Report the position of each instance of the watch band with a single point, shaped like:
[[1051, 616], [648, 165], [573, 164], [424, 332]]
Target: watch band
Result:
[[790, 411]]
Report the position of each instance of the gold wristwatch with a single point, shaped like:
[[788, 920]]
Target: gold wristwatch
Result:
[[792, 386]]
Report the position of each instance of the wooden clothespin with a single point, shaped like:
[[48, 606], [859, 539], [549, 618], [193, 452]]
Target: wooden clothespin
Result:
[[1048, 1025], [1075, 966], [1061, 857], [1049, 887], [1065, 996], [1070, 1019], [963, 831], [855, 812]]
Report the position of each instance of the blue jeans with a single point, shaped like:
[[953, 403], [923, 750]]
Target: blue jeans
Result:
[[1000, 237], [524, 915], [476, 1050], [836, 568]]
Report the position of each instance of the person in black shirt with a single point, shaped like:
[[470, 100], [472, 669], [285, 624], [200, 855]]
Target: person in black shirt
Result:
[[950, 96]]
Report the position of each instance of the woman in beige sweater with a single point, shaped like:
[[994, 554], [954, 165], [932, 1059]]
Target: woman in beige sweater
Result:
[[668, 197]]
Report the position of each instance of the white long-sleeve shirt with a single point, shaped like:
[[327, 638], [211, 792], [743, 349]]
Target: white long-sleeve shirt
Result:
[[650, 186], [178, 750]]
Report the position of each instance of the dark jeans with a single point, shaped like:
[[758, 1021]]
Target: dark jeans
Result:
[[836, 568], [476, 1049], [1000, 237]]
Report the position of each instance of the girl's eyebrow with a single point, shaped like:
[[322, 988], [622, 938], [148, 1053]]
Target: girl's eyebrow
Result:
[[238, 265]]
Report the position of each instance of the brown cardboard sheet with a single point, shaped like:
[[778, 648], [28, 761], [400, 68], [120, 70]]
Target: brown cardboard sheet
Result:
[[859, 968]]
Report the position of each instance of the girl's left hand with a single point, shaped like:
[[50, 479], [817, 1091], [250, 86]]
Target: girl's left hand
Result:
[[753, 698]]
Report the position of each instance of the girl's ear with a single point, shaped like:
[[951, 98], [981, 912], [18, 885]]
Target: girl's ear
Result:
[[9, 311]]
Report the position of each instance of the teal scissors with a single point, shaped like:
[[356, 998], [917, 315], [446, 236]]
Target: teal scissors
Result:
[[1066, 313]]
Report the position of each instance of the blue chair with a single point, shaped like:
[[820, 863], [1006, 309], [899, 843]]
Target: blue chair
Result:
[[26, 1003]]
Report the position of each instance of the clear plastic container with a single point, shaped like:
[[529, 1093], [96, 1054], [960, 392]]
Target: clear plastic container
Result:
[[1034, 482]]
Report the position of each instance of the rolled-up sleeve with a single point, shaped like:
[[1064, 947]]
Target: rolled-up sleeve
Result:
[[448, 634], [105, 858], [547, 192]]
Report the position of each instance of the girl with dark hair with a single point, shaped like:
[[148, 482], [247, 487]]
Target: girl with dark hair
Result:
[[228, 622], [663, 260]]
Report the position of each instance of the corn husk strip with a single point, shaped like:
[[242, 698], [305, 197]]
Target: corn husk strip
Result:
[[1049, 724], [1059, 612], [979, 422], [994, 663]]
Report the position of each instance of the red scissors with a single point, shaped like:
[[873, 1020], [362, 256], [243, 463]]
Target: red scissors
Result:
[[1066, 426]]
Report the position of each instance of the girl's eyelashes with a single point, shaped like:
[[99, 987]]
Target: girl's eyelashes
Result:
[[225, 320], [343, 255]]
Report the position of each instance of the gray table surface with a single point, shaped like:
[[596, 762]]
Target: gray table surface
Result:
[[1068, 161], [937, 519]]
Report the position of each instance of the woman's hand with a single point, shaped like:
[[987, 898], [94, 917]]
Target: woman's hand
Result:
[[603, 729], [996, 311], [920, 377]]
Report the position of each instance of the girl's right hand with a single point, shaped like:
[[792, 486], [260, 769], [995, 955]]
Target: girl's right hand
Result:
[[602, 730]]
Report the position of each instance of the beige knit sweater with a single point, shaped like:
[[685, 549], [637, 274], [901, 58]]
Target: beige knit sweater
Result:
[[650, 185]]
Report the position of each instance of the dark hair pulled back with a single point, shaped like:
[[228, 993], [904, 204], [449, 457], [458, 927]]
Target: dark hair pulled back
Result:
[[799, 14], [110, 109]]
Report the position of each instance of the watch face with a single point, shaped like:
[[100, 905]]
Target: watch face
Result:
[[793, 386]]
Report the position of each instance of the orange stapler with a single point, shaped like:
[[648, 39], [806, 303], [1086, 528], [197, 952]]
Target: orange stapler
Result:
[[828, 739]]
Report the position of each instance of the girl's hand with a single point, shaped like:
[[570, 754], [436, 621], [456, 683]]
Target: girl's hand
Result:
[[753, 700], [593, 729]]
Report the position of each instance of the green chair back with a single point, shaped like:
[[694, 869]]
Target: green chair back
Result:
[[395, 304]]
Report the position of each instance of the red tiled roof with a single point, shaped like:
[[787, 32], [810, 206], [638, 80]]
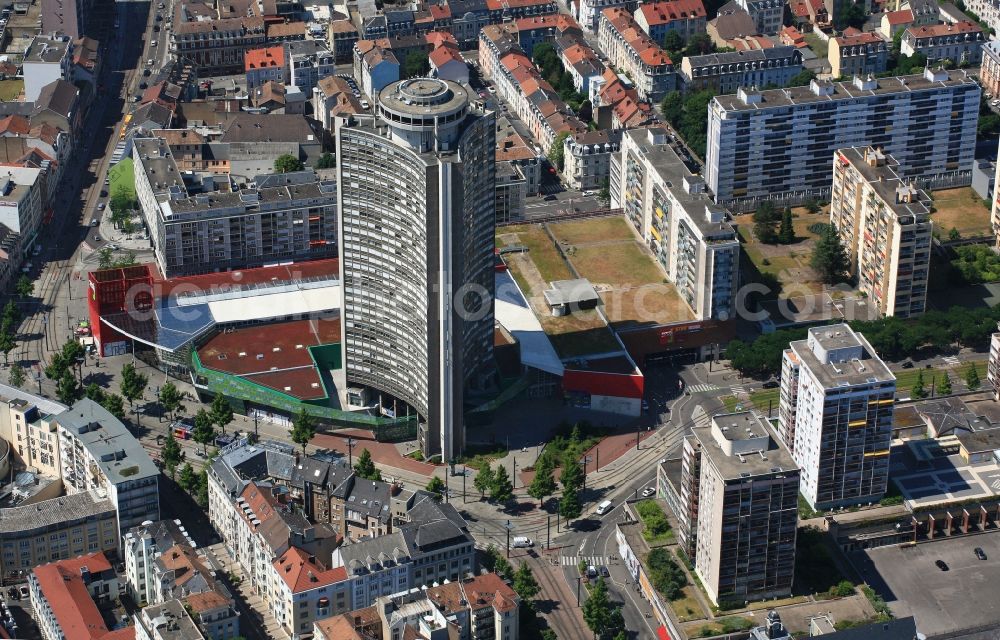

__What you are asked to do__
Could you copy every line from the records that mentions the word "back"?

__Task answer__
Report the position of each instance of the dark hair pulled back with a single point, shaped like:
Target: dark hair pulled back
Report the position of each instance of the green chair back with a single point, shaped like:
Target: green chair back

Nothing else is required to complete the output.